> [SUPPLIED INFORMATION]

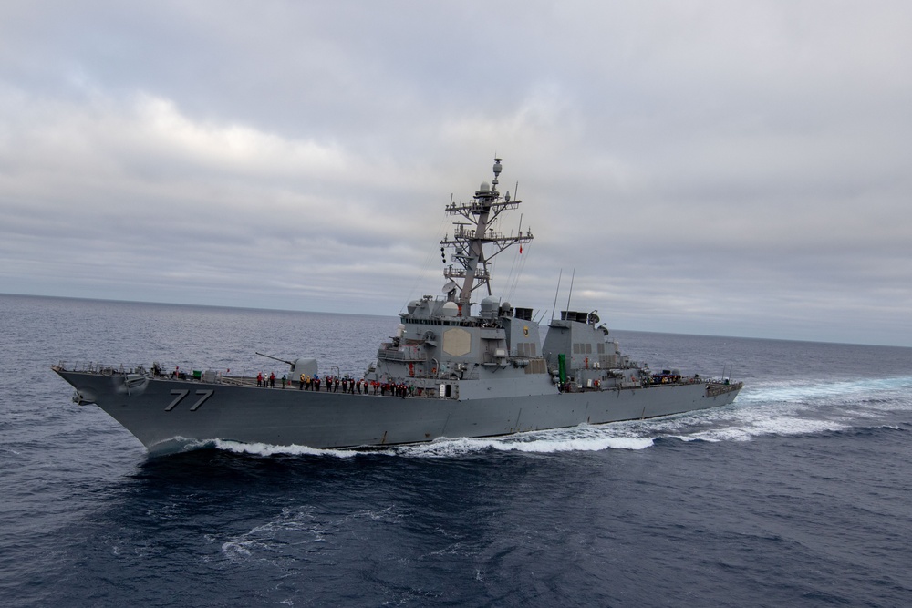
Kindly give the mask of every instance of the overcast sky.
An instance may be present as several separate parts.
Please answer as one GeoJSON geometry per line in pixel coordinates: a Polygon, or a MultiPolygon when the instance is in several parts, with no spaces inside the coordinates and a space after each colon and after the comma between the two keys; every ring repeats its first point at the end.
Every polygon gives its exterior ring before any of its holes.
{"type": "Polygon", "coordinates": [[[0,293],[912,346],[912,3],[0,4],[0,293]],[[504,221],[515,231],[520,218],[504,221]]]}

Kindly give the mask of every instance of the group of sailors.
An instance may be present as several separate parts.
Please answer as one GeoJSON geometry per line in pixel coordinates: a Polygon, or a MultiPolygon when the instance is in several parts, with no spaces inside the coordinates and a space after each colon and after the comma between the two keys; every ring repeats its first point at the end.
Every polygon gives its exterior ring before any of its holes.
{"type": "MultiPolygon", "coordinates": [[[[256,375],[257,386],[275,388],[275,373],[266,375],[261,372],[256,375]]],[[[280,378],[280,382],[283,388],[286,386],[293,386],[292,381],[285,376],[280,378]]],[[[308,374],[301,374],[297,388],[298,390],[326,390],[331,393],[338,393],[339,388],[341,388],[341,392],[350,395],[389,395],[403,398],[413,396],[415,391],[414,386],[410,386],[405,383],[377,382],[364,378],[356,380],[348,376],[340,378],[338,376],[326,376],[320,377],[319,376],[310,376],[308,374]]]]}
{"type": "Polygon", "coordinates": [[[298,382],[298,390],[320,390],[325,388],[326,391],[331,393],[339,392],[339,386],[342,387],[343,393],[349,393],[351,395],[361,395],[362,392],[368,394],[368,381],[367,380],[355,380],[355,378],[349,378],[348,376],[338,377],[326,376],[320,377],[319,376],[311,376],[307,374],[301,374],[300,380],[298,382]]]}
{"type": "MultiPolygon", "coordinates": [[[[288,377],[286,376],[282,376],[282,387],[285,388],[285,385],[288,383],[288,377]]],[[[256,386],[267,386],[269,388],[275,388],[275,374],[271,373],[266,376],[263,372],[256,375],[256,386]]]]}

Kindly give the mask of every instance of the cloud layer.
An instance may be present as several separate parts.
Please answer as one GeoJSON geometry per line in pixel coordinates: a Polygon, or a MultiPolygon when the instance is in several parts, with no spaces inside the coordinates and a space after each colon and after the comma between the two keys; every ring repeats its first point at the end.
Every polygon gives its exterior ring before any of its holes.
{"type": "Polygon", "coordinates": [[[513,304],[912,345],[907,3],[184,5],[0,8],[0,292],[394,314],[496,153],[513,304]]]}

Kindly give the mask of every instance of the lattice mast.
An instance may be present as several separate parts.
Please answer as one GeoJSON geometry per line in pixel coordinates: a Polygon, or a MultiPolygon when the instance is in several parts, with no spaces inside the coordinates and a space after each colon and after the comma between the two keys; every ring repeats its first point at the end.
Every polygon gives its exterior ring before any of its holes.
{"type": "MultiPolygon", "coordinates": [[[[444,278],[449,280],[444,290],[448,292],[450,300],[466,306],[466,311],[471,304],[472,293],[482,285],[487,289],[488,295],[492,294],[488,263],[503,250],[517,243],[522,245],[533,239],[532,231],[526,229],[523,234],[522,226],[516,235],[505,235],[489,228],[501,212],[517,209],[522,203],[519,200],[511,201],[509,191],[503,198],[497,191],[497,178],[501,174],[501,159],[494,159],[494,180],[491,185],[482,182],[472,202],[451,202],[446,208],[448,214],[460,216],[465,221],[453,222],[452,238],[447,236],[440,241],[444,263],[447,247],[452,248],[451,259],[455,263],[443,270],[444,278]],[[490,246],[486,248],[485,245],[490,246]]],[[[520,252],[522,252],[522,247],[520,252]]]]}

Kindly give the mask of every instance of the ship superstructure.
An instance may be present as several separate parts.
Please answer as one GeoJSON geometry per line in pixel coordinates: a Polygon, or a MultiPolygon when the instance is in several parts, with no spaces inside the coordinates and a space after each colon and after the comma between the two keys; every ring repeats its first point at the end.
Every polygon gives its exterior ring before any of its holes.
{"type": "Polygon", "coordinates": [[[304,357],[286,362],[291,390],[213,371],[163,375],[158,364],[53,368],[76,388],[76,402],[97,404],[151,453],[214,439],[350,448],[490,437],[731,403],[741,383],[653,373],[621,354],[594,311],[561,311],[543,344],[533,309],[493,294],[492,260],[534,238],[528,228],[496,230],[521,204],[497,190],[501,163],[469,202],[445,207],[457,219],[440,242],[443,295],[409,302],[376,362],[360,377],[347,375],[342,392],[319,383],[315,390],[319,366],[304,357]]]}

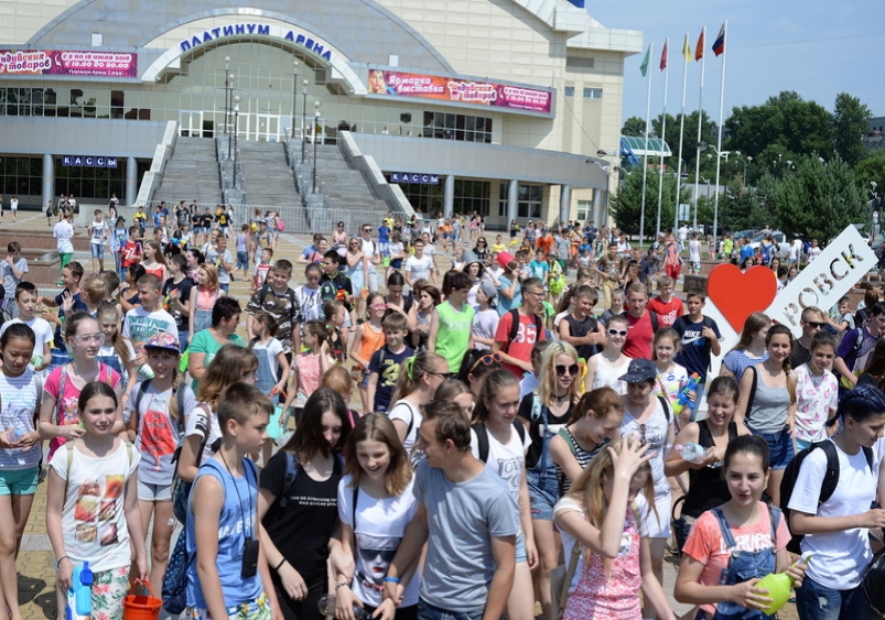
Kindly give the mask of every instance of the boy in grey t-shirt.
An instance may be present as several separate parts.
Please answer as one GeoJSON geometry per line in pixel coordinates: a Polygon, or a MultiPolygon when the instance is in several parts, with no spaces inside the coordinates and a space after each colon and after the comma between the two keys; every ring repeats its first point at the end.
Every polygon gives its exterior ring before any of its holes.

> [REQUEST] Show every line of the records that contains the word "layer", treating uppercase and lowercase letters as different.

> [THE COMPLETED TASK]
Kindly give the mask of every instance of the cloud layer.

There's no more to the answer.